* Excerpts of pointing data
[START]

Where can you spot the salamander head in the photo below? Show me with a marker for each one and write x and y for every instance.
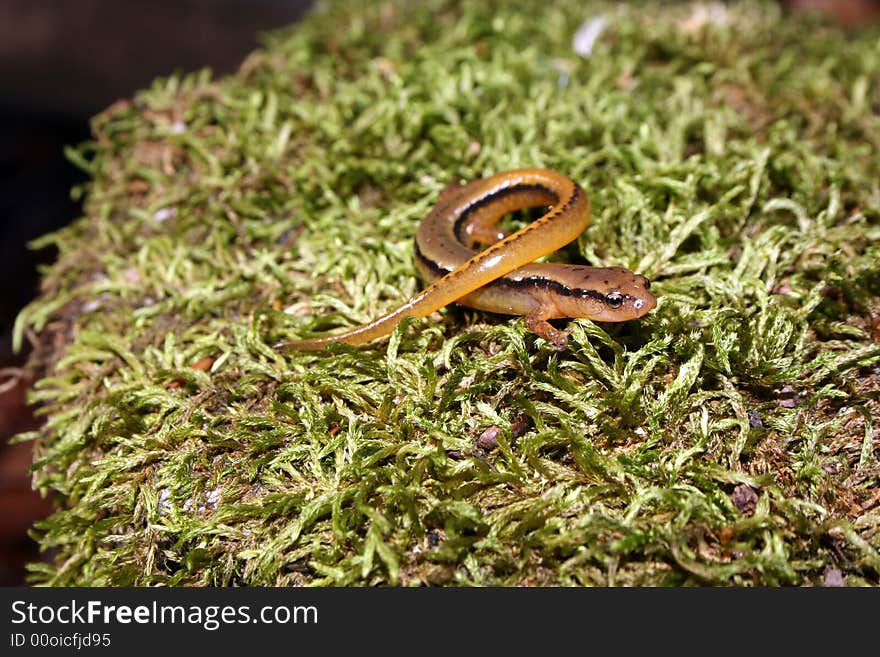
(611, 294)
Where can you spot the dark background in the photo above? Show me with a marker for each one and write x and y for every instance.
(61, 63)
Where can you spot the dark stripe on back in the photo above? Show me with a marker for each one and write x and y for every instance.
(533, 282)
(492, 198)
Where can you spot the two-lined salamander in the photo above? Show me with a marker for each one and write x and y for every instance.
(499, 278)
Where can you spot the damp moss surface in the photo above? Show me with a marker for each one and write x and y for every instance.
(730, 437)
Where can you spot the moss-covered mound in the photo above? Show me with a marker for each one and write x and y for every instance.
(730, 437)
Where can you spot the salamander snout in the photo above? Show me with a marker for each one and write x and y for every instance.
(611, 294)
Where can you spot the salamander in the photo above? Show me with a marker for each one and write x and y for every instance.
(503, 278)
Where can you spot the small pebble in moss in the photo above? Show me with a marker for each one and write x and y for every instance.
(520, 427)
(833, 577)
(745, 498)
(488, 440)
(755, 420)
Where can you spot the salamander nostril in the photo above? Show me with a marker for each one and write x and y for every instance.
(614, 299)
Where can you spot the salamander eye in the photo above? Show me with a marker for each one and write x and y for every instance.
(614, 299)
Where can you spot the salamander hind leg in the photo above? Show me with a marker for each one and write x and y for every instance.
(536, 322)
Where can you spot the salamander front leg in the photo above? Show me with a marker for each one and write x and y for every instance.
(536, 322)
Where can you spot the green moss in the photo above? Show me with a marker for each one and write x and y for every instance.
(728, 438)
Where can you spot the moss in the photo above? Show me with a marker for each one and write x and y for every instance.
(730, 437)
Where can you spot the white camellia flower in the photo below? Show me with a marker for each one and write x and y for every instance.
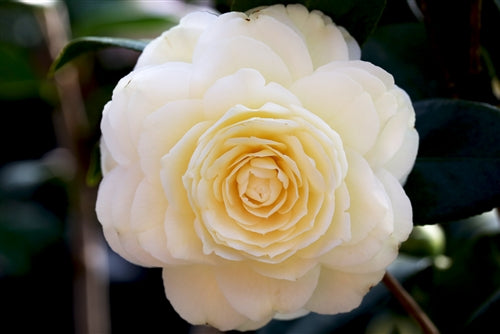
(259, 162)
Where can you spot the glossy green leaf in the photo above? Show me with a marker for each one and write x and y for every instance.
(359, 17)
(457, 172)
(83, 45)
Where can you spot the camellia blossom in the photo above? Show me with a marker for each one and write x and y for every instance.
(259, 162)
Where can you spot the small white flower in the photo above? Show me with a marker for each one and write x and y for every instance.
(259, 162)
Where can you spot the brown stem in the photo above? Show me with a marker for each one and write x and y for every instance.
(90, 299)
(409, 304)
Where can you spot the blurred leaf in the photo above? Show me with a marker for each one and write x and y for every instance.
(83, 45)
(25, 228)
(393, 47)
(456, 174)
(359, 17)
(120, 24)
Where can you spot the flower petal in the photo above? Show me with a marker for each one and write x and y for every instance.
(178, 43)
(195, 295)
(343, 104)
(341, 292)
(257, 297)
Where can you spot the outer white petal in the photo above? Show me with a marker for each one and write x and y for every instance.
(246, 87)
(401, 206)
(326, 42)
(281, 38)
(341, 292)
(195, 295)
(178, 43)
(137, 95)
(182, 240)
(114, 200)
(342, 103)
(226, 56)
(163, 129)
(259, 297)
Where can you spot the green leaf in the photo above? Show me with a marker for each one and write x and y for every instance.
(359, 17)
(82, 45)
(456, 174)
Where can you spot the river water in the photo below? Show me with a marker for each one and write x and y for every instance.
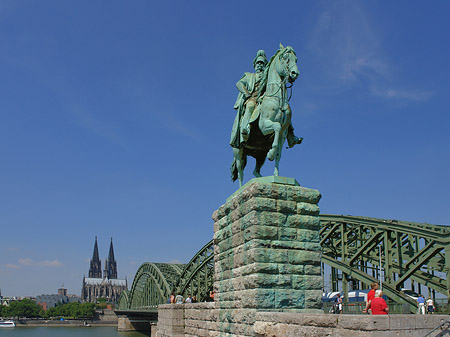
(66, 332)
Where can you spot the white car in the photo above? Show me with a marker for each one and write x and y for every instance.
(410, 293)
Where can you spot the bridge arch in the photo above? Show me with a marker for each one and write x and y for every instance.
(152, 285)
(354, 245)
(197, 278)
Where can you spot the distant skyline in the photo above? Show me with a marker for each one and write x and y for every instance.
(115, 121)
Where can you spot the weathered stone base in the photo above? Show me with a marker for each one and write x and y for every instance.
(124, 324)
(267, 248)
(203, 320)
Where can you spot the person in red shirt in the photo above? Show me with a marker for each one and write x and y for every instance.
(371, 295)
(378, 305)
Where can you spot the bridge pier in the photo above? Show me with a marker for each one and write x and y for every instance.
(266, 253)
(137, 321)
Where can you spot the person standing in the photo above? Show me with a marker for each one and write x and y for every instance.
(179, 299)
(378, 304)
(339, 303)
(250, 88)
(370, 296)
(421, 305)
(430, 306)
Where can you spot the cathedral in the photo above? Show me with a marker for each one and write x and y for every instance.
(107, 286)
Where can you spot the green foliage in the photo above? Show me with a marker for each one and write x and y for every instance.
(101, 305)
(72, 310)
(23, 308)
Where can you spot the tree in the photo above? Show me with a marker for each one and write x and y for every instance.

[END]

* Directions
Set down all the data again exactly as above, pictures excluded.

* Correct answer
Where can you spot the salamander head in the photo below? Show me with a marker for each one and write x and y for every instance.
(611, 294)
Where can you spot the dark background in the photo above? Show me with a marker for each one and write x and y for every instance.
(61, 63)
Where can you spot the dark stripe on back in the photo above? Show me with a marker for each one and write x and y for every instance.
(533, 282)
(492, 198)
Where can you spot the two-lined salamander in the photo above? Show me with a marker for each one and write x and y for every instance.
(499, 278)
Where can you spot the damp moss surface in the photo above? Show me with a marker for each one and write x and y for every instance.
(730, 437)
Where can you spot the moss-covered mound in the photo above? Show me with a marker for each one and write x and y for every instance.
(730, 437)
Where can you spot the salamander snout in the photo above? Show me with a marker for each one and write x and y for every instance.
(611, 294)
Where can you spot the salamander in the photo above? Show me with a marker for each one and write x and y for every instance.
(503, 278)
Where can you spot the small pebble in moss in the photo above? Show me with a marker for each one and write x and y for every instance.
(520, 427)
(833, 577)
(745, 498)
(488, 440)
(755, 420)
Where can you spot the salamander nostril in the photo above? Show me with a marker for each one and write x and y for every instance.
(614, 299)
Where can you spot the salamander eye in the photo above? Show me with a marker for each one and write x and y for every instance.
(614, 299)
Where can you spot the salamander hind leg in the photo above? Show me with a marker for each one and write x and y for every instance.
(536, 322)
Where can you spot the salamander front leg in the photo above? Show me with a marker for each one and write x and y for every instance.
(536, 322)
Where can you spot the green moss in the photo above? Show me with a marker for each one and write x and y for every instance.
(728, 438)
Where can you spot the moss in the photo above? Show me with a marker for each one and write x and y for every instance.
(730, 437)
Where can you spot the white camellia flower in the photo below? Show me with a marker for each one and write x and y for every instance.
(259, 162)
Where can you spot the glossy green leaf in the photo above? Show me with a marker for each one and write x and y for every instance.
(359, 17)
(457, 172)
(83, 45)
Where can you spot the camellia blossom in the photo above? Show me with a marker for each one and write x and y for every instance.
(259, 162)
Where can you spot the small white flower in the photo above? Show me with a marker for each one and write x and y for every instance.
(259, 162)
Where can you spot the brown stem in the photo above? Show me with a marker for each one and write x and y for every instance.
(90, 299)
(409, 304)
Where can you spot the blurred leaf in the photo above? Show me with a marker for each one and write x and y for every instance.
(83, 45)
(25, 228)
(393, 47)
(456, 174)
(359, 17)
(120, 24)
Where can you spot the flower petal in the photo above? Show me with a marker for each one and write x and y for every instance.
(178, 43)
(195, 295)
(343, 104)
(341, 292)
(257, 297)
Where can you spot the outer white petal in the photo above? Show me with a marker for each one and write x and y for every instance.
(246, 87)
(401, 206)
(326, 42)
(281, 38)
(341, 292)
(195, 295)
(178, 43)
(137, 95)
(182, 240)
(114, 200)
(342, 103)
(226, 56)
(163, 129)
(259, 297)
Where can you spot the green leaf in the photo above? Show me with a marker for each one and write x and y for every instance.
(359, 17)
(82, 45)
(456, 174)
Where can you spot the river water in the photo below? Show me with a marker for each one and write x and y for every instance.
(66, 332)
Where can you spot the white car in the photo above? Show me with a marker for each one and write x and y for every instance.
(410, 293)
Where can you spot the bridge arch in the photo above? Show me with a marker for each one and write x and y for every instance.
(152, 285)
(354, 245)
(197, 278)
Where can you spot the distant skyline in the photo above? Show me with a marker for each one and write x and y for every instance.
(115, 121)
Where can you spot the weathered stone base in the photo above? Show me with a marker for each one and write x and y for every instance.
(124, 324)
(267, 248)
(203, 320)
Where can you spot the person in red shirt in the photo above? Show me with a marker for each one and write x and y for every instance.
(371, 295)
(378, 305)
Where can you spot the bridge pier in the photo above? Show me with a marker for each one and write x and y for every instance.
(266, 253)
(137, 321)
Where can you spot the person standing in the photo above? Show me with a marker for each one and write x and y for every instance.
(179, 299)
(378, 304)
(339, 303)
(250, 88)
(370, 296)
(421, 305)
(430, 306)
Where can you spot the cathedral in the photo above? Show me with a marker for each one and write x and y for every instance.
(107, 286)
Where can you spot the green foliage in the photo above? Show me with a marker for each one and write x and y for every instance.
(101, 305)
(72, 310)
(23, 308)
Where can you spot the tree in the photo above? Show me with a marker for each one and write x and y for every instance.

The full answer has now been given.